> [ACTION ITEM]
Exclude the pictures, then copy word for word the lines running from the beginning of the records through the line with "target | yellow lemon".

********

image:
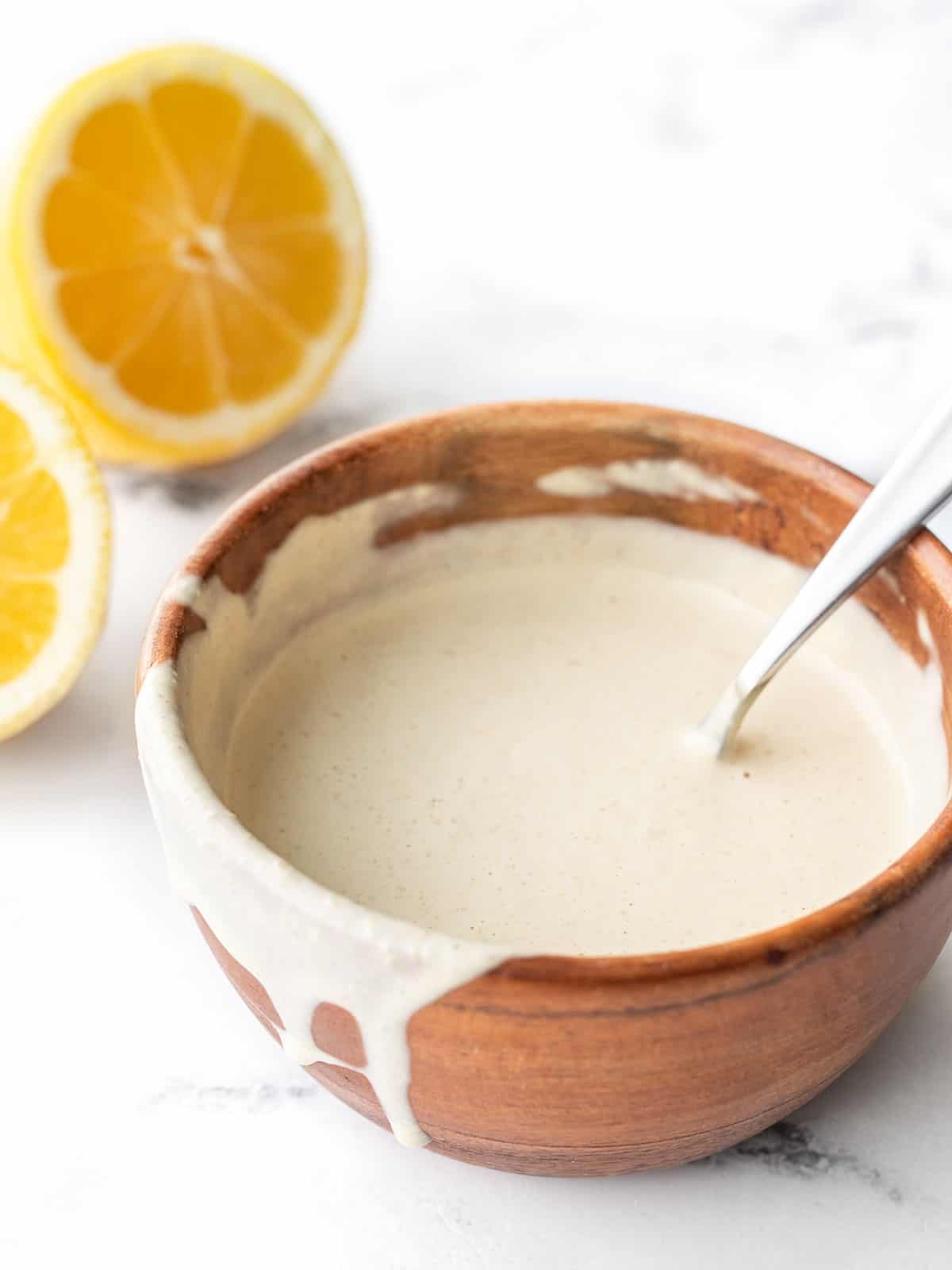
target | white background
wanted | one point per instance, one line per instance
(736, 207)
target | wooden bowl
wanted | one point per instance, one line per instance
(588, 1066)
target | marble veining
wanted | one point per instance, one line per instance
(742, 207)
(793, 1149)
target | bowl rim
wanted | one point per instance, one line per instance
(771, 948)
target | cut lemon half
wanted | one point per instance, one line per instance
(54, 552)
(188, 256)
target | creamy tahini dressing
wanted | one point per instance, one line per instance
(482, 734)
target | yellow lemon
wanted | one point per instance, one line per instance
(188, 256)
(54, 552)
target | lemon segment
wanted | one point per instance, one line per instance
(54, 552)
(190, 256)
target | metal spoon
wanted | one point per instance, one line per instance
(914, 488)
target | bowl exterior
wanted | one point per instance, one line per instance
(584, 1066)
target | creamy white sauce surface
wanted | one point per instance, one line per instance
(475, 743)
(494, 745)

********

> [COMPLETED EXERCISE]
image:
target | white background
wanted | one point per instance, one line per instance
(736, 207)
target | wooden bowl
wanted | one point per instance, one line per instance
(588, 1066)
target | marble veining
wanted | one point per instance, one line per instance
(742, 207)
(793, 1149)
target | bowl rim
wanted | one point per instance, one line per instance
(771, 948)
target | cut lemon half
wanted | one point per instance, one line per instance
(54, 552)
(188, 256)
target | creamy tahini dressing
wanted | one point per instance, one line per instance
(482, 734)
target | yellow lemon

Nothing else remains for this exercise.